▸ **SOURCE PASSAGE**:
★ ★ ★ ★ ★
THE public shame of a lawless and squalid homeless squatters’ camp called The Jungle within sight of the downtown skyline should be enough to compel collective action. Add in a recent mass shooting, rapes, open sewers and even a pair of burned kittens.

This is not a time for wavering about the path forward.

Mayor Ed Murray has a good plan for moving squatters out of the greenbelt that runs along I-5 from the Rainier Brewery to the I-90 interchange. Move people out, compassionately connecting them to services, and then open up the dense vegetation with roads accessible to service crews and police. This plan bears no resemblance to past bulldozer-led sweeps that simply displaced homeless people.

Teams from the Union Gospel Mission — at no expense to the city — already have helped dozens of people leave The Jungle for shelter, treatment or other housing. Among them is a woman whom outreach workers saw being sexually assaulted in The Jungle. There’s also at least one child now in a better place than The Jungle.
★ ★ ★ ★ ★
▸ **EXTRACTED DATA**:
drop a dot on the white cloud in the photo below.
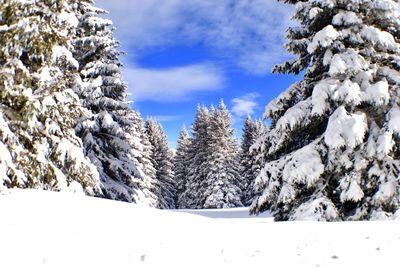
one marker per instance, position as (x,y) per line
★ ★ ★ ★ ★
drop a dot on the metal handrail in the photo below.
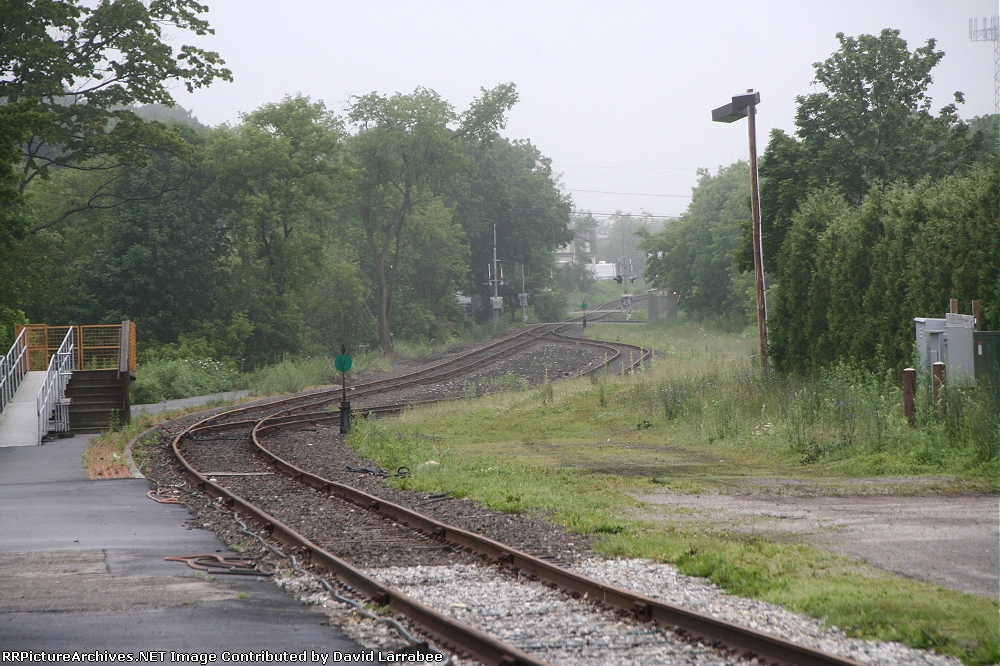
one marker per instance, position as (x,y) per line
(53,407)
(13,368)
★ ★ ★ ★ ★
▸ **DIRECTIVE**: Extend the passage on The Jungle homeless camp, picking up after its final sentence and keeping its argumentative tone.

▸ **RESPONSE FOR THIS EXERCISE**:
The Jungle’s population has shrunk dramatically. City staff say there is room in shelters for everyone who wants to leave the greenbelt, paid for by part of the extraordinary $49 million a year Seattle spends on homeless services.

Murray’s plan has worked so far, in part, because he initially set a deadline of two weeks.

That deadline is now at hand, and Murray himself undermined it last week by admitting he was “making this up as we go along.” Two weeks now appears to be … whenever. And members of the Seattle City Council are talking about extending port-a-potties into the greenbelt, effectively sanctioning The Jungle.

This is a familiar path. Empathy leads to acquiescence, which has led to a squalid camp existing for decades. No one wants sweeps of the homeless, or arrests of homeless people solely because they’re camping. But Seattle must set a firm threshold for conditions it is willing to tolerate. The Jungle is far beneath it.

Cleaning up The Jungle is a test of the city’s resolve to truly address homelessness. Longterm solutions must involve the state, which continues to underfund inadequate mental health and drug treatment systems, and the federal government, which has retreated from its moral obligation of subsidized housing.

But within the city’s control is the shelter and transitional housing system. It is well overdue for a re-evaluation, because the tens of millions spent have not made a dent in the numbers of people sleeping on the street. In fact, the opposite has happened.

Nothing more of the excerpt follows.